**Segmentation dataset records**
------

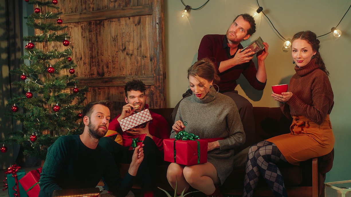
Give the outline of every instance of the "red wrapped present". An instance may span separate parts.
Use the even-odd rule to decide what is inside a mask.
[[[132,128],[138,128],[152,120],[149,109],[147,109],[121,120],[119,121],[122,130],[125,131]]]
[[[146,137],[146,134],[141,134],[138,136],[135,135],[135,137],[132,139],[133,141],[132,142],[132,145],[129,147],[129,150],[134,150],[138,146],[141,145]]]
[[[207,162],[207,140],[183,140],[177,138],[163,140],[165,161],[186,165]]]
[[[41,173],[41,168],[39,168],[29,171],[19,180],[20,183],[29,197],[38,197],[40,190],[39,179]]]

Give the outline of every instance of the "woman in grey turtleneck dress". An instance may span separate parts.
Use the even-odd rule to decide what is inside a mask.
[[[218,81],[217,69],[207,59],[198,61],[188,70],[189,86],[193,94],[179,104],[171,138],[184,130],[200,138],[220,138],[209,142],[207,162],[185,166],[172,163],[167,179],[177,192],[191,186],[211,196],[222,196],[217,185],[223,184],[233,170],[233,148],[245,142],[245,133],[235,103],[218,93],[212,84]],[[186,127],[183,122],[186,122]]]

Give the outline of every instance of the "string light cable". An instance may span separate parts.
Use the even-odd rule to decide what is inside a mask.
[[[259,7],[259,8],[262,7],[261,7],[260,6],[260,4],[259,4],[258,3],[258,0],[256,0],[256,1],[257,2],[257,5],[258,5]],[[336,27],[338,27],[338,26],[339,26],[339,24],[340,24],[340,23],[341,22],[341,21],[342,20],[343,20],[343,19],[344,19],[344,17],[345,16],[345,15],[346,15],[346,14],[347,13],[347,12],[349,12],[349,10],[350,10],[350,8],[351,8],[351,5],[350,5],[350,7],[349,7],[349,9],[347,9],[347,11],[346,11],[346,12],[345,13],[345,14],[344,15],[344,16],[343,16],[343,18],[341,19],[341,20],[340,20],[340,22],[339,22],[339,23],[338,23],[338,25],[337,25],[335,27],[333,27],[332,28],[331,28],[331,30],[329,32],[328,32],[328,33],[327,33],[326,34],[323,34],[323,35],[320,35],[319,36],[317,36],[317,38],[319,38],[320,37],[321,37],[321,36],[325,36],[325,35],[327,35],[328,34],[329,34],[331,33],[332,32],[334,32],[334,36],[335,36],[335,37],[340,37],[340,35],[341,35],[341,31],[340,31],[340,30],[338,30],[338,29],[336,29]],[[259,8],[259,9],[260,9],[260,8]],[[277,33],[278,33],[278,34],[279,34],[279,35],[280,35],[282,38],[283,38],[283,39],[284,39],[284,40],[285,40],[286,41],[285,41],[285,42],[290,42],[290,41],[289,40],[290,39],[286,39],[285,38],[284,38],[284,37],[282,35],[282,34],[280,34],[280,33],[279,33],[279,32],[278,31],[278,30],[276,28],[276,27],[274,26],[274,25],[273,25],[273,23],[272,22],[272,21],[271,21],[271,20],[269,19],[269,18],[268,16],[267,16],[267,15],[266,15],[266,14],[264,13],[264,12],[263,12],[263,11],[261,11],[260,12],[262,12],[262,13],[263,13],[263,14],[265,15],[265,16],[266,16],[266,17],[267,18],[267,19],[268,19],[268,20],[271,23],[271,24],[272,24],[272,26],[273,27],[273,28],[274,28],[274,29],[277,32]],[[286,47],[286,43],[285,43],[285,42],[284,42],[284,47],[285,47],[286,48],[287,48],[288,47]],[[290,43],[290,44],[291,45],[291,43]],[[287,45],[287,46],[289,46],[289,45]]]
[[[180,0],[180,1],[181,1],[182,3],[183,4],[183,5],[184,5],[184,6],[185,6],[186,7],[187,6],[188,6],[187,5],[186,5],[184,3],[184,2],[183,2],[183,0]],[[210,1],[210,0],[207,0],[207,1],[206,1],[206,2],[205,2],[205,3],[204,4],[204,5],[203,5],[201,6],[200,6],[200,7],[198,7],[197,8],[191,8],[191,8],[190,8],[190,9],[193,9],[194,10],[197,10],[198,9],[201,9],[201,8],[202,8],[202,7],[203,7],[204,6],[205,6],[205,5],[206,5],[206,4],[207,4],[207,3],[209,1]]]

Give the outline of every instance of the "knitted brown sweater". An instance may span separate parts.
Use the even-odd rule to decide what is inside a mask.
[[[288,118],[304,116],[320,124],[330,114],[334,105],[334,94],[329,79],[312,59],[303,67],[295,67],[296,74],[290,80],[288,91],[293,95],[280,104]]]

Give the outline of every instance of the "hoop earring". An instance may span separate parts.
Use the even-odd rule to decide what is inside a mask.
[[[190,86],[188,86],[188,89],[186,89],[186,91],[187,92],[188,94],[190,94],[190,95],[193,95],[193,91],[191,91],[191,94],[190,94],[190,93],[189,92],[189,90],[190,89],[189,89],[189,88],[190,88]]]
[[[217,90],[217,93],[216,93],[216,94],[217,94],[217,93],[218,93],[218,92],[219,92],[219,87],[218,87],[218,85],[217,84],[215,84],[214,83],[213,83],[213,84],[212,84],[212,85],[211,85],[211,86],[210,86],[210,88],[211,88],[211,86],[212,86],[213,85],[216,85],[216,86],[217,86],[217,88],[218,89],[218,90]],[[213,87],[213,88],[214,88],[214,87]],[[216,88],[214,88],[214,89],[216,89]]]

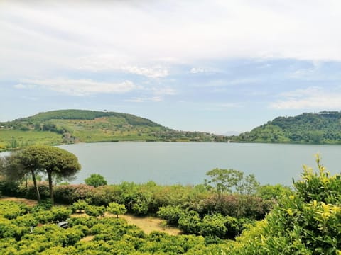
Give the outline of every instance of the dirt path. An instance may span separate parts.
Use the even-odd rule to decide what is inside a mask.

------

**Task statement**
Quote the listing above in full, except for the pictures.

**Final result**
Give the outline of every instance of the "red wrapped present". An instance may span separate parts.
Use the even-odd rule to decide what is inside a mask.
[[[132,128],[138,128],[152,120],[149,109],[147,109],[121,120],[119,121],[122,130],[125,131]]]
[[[146,137],[146,134],[141,134],[138,136],[135,135],[135,137],[132,139],[133,141],[132,142],[132,145],[129,147],[129,150],[134,150],[138,146],[141,145]]]
[[[207,162],[207,140],[183,140],[177,138],[163,140],[165,161],[186,165]]]
[[[41,173],[41,168],[39,168],[29,171],[19,180],[20,183],[29,197],[38,197],[40,190],[39,179]]]

Give the outline of every instance of the "woman in grey turtleneck dress". An instance may span separate parts.
Use the even-odd rule to decide what is inside a mask.
[[[218,81],[217,69],[207,59],[198,61],[188,70],[189,86],[193,94],[179,104],[171,138],[184,130],[200,138],[220,138],[209,142],[207,162],[185,166],[172,163],[167,179],[177,192],[191,186],[211,196],[222,196],[217,185],[223,184],[233,170],[233,148],[245,142],[245,133],[235,103],[218,93],[212,84]],[[186,127],[183,122],[186,122]]]

Give the outline of every instance of the "string light cable". An instance may span separate parts.
Use the even-odd rule to decide what is inside a mask.
[[[259,7],[259,8],[262,7],[261,7],[260,6],[260,4],[259,4],[258,3],[258,0],[256,0],[256,1],[257,2],[257,5],[258,5]],[[336,27],[338,27],[338,26],[339,26],[339,24],[340,24],[340,23],[341,22],[341,21],[342,20],[343,20],[343,19],[344,19],[344,17],[345,16],[345,15],[346,15],[346,14],[347,13],[347,12],[349,12],[349,10],[350,10],[350,8],[351,8],[351,5],[350,5],[350,7],[349,7],[349,9],[347,9],[347,11],[346,11],[346,12],[345,13],[345,14],[344,15],[344,16],[343,16],[343,18],[341,19],[341,20],[340,20],[340,22],[339,22],[339,23],[338,23],[338,25],[337,25],[335,27],[333,27],[332,28],[331,28],[331,30],[329,32],[328,32],[328,33],[327,33],[326,34],[323,34],[323,35],[320,35],[319,36],[317,36],[317,38],[319,38],[320,37],[321,37],[321,36],[325,36],[325,35],[327,35],[328,34],[329,34],[331,33],[332,32],[334,32],[334,36],[335,36],[335,37],[340,37],[340,35],[341,35],[341,31],[340,31],[340,30],[338,30],[338,29],[336,29]],[[259,8],[259,9],[260,9],[260,8]],[[277,33],[278,33],[278,34],[279,34],[279,35],[280,35],[282,38],[283,38],[283,39],[284,39],[284,40],[285,40],[286,41],[285,41],[285,42],[290,42],[290,41],[289,40],[290,39],[286,39],[285,38],[284,38],[284,37],[282,35],[282,34],[280,34],[280,33],[279,33],[279,32],[278,31],[278,30],[276,28],[276,27],[274,26],[274,25],[273,25],[273,23],[272,22],[272,21],[271,21],[271,20],[269,19],[269,18],[268,16],[267,16],[267,15],[266,15],[266,14],[264,13],[264,12],[263,12],[263,11],[261,11],[260,12],[262,12],[262,13],[263,13],[263,14],[265,15],[265,16],[266,16],[266,17],[267,18],[267,19],[268,19],[268,20],[271,23],[271,24],[272,24],[272,26],[273,27],[273,28],[274,28],[274,29],[277,32]],[[286,47],[286,43],[285,43],[285,42],[284,42],[284,47],[285,47],[286,48],[287,48],[288,47]],[[290,43],[290,44],[291,45],[291,43]],[[287,45],[287,46],[289,46],[289,45]]]
[[[180,0],[180,1],[181,1],[182,3],[183,4],[183,5],[184,5],[184,6],[185,6],[186,7],[187,6],[188,6],[187,5],[186,5],[184,3],[184,2],[183,2],[183,0]],[[210,1],[210,0],[207,0],[207,1],[206,1],[206,2],[205,2],[205,3],[204,4],[204,5],[203,5],[201,6],[200,6],[200,7],[198,7],[197,8],[191,8],[191,8],[190,8],[190,9],[193,9],[194,10],[197,10],[198,9],[201,9],[201,8],[202,8],[202,7],[203,7],[204,6],[205,6],[205,5],[206,5],[206,4],[207,4],[207,3],[209,1]]]

Give the outline of every instance of the "knitted brown sweater". An instance may span separate parts.
Use the even-odd rule to decide what is inside a mask.
[[[288,118],[304,116],[320,124],[330,114],[334,105],[334,94],[329,79],[312,59],[303,67],[295,67],[296,74],[290,80],[288,91],[293,95],[280,104]]]

Give the outline of every instance of the "hoop earring". An instance may span separate parts.
Use the even-odd rule to decide what is inside a mask.
[[[190,86],[188,86],[188,89],[186,89],[186,91],[187,92],[188,94],[190,94],[190,95],[193,95],[193,91],[191,91],[191,94],[190,94],[190,93],[189,92],[189,90],[190,89],[189,89],[189,88],[190,88]]]
[[[217,90],[217,93],[216,93],[216,94],[217,94],[217,93],[218,93],[218,92],[219,92],[219,87],[218,87],[218,85],[217,84],[215,84],[214,83],[213,83],[213,84],[212,84],[212,85],[211,85],[211,86],[210,86],[210,88],[211,88],[211,86],[212,86],[213,85],[216,85],[216,86],[217,86],[217,88],[218,89],[218,90]],[[213,87],[213,88],[214,88],[214,87]],[[216,88],[214,88],[214,89],[216,89]]]

Give the outline of every instance of the dirt path. An instance may span separate parts.
Use the even-odd rule to decide what is inside a mask.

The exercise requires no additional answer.